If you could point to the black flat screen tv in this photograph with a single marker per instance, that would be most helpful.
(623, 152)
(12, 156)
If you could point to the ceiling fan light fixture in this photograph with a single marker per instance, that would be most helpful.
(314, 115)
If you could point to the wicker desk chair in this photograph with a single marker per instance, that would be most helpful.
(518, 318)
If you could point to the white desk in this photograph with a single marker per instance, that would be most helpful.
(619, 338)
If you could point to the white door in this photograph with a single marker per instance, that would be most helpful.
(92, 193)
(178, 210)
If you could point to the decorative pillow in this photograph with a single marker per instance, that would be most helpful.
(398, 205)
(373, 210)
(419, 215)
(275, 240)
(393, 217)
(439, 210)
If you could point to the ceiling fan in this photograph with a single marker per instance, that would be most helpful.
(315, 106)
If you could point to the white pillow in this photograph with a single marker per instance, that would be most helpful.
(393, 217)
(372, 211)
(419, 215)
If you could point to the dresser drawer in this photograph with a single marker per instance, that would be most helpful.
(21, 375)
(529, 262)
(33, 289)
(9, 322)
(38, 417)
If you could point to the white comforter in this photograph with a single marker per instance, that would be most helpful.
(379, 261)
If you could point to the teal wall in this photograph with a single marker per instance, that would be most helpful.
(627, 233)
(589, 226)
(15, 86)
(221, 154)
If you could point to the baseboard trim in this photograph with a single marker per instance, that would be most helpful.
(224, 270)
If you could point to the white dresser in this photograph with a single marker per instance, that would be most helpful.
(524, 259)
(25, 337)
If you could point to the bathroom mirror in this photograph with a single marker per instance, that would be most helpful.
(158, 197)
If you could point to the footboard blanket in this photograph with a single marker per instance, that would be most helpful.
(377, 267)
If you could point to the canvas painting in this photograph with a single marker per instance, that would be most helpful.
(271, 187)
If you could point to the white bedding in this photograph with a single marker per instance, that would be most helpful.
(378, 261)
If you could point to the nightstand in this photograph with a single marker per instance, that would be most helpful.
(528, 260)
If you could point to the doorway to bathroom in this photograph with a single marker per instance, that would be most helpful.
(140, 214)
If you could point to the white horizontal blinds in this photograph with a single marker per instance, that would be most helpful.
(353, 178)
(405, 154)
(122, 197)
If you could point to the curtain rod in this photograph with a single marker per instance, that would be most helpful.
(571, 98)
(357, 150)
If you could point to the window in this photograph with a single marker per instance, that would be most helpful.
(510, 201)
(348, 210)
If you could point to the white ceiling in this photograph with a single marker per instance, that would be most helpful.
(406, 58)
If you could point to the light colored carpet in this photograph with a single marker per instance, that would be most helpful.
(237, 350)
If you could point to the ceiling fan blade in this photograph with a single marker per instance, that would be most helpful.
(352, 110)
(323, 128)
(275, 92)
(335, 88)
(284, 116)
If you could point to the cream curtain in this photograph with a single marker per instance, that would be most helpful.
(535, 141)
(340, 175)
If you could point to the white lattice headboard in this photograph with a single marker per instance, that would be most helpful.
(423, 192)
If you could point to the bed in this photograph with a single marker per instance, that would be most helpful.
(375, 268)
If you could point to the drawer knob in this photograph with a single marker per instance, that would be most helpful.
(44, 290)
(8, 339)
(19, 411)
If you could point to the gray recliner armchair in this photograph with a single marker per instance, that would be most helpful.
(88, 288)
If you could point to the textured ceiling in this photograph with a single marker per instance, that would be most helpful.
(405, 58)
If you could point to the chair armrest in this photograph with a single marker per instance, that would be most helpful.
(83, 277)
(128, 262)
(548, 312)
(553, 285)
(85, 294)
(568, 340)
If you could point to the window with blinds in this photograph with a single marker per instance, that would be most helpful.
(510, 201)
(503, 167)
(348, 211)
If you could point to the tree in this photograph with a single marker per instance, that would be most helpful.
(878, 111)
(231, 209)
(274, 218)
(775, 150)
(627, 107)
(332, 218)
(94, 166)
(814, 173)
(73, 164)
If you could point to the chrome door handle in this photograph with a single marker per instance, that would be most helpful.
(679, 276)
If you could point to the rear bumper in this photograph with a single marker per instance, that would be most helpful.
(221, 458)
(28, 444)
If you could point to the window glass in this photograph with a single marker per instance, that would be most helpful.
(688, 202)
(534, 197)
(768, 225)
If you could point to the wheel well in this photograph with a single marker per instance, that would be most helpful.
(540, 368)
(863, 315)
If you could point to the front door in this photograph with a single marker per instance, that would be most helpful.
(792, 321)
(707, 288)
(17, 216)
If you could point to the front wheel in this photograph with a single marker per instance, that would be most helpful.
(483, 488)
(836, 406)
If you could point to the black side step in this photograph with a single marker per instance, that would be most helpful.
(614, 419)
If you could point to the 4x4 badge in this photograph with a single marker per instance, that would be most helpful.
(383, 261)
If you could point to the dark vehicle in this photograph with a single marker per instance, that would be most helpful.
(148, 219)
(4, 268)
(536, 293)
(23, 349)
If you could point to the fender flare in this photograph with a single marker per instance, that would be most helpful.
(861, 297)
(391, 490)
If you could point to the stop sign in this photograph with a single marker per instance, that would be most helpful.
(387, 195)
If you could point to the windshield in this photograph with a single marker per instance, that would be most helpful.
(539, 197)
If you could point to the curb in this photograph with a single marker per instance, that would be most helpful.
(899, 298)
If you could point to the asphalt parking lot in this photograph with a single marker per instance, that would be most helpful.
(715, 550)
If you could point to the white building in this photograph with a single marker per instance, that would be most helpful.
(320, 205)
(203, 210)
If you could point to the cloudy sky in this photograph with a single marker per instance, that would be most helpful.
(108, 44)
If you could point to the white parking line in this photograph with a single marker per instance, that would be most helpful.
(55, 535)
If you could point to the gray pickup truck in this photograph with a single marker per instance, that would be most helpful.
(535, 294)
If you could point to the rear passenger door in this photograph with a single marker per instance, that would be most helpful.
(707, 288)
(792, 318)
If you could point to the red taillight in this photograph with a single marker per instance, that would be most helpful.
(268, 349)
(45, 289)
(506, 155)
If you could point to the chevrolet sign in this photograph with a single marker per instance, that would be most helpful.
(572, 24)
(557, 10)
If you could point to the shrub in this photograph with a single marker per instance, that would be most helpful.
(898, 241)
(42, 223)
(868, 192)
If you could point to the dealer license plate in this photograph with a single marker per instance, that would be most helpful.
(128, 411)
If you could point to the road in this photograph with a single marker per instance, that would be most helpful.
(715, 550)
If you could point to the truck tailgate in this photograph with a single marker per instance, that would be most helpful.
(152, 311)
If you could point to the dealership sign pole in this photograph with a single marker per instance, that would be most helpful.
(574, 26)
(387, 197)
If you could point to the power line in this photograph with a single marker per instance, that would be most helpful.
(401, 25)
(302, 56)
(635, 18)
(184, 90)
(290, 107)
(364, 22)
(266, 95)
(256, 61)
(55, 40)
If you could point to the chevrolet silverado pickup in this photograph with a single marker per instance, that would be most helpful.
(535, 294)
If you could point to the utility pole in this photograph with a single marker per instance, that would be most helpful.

▬▬▬▬▬▬▬▬▬▬

Print only the lines from the one with "If you could point to the dealership" to the end of the records, both included.

Finished exercise:
If you could point to the dealership sign pole in this photograph with a single marker per instance, that would be most helpful.
(574, 26)
(387, 197)
If you could point to the power line in this photograph with a single marker per instance, that would be most helpful.
(401, 25)
(302, 56)
(635, 18)
(184, 90)
(290, 107)
(364, 22)
(266, 95)
(256, 61)
(55, 40)
If you could point to the chevrolet silverado pickup in this photograph with a single marker per instance, that would be most helpful.
(535, 294)
If you could point to the utility pole in this photograph with a single marker per instance, that would be most helpful.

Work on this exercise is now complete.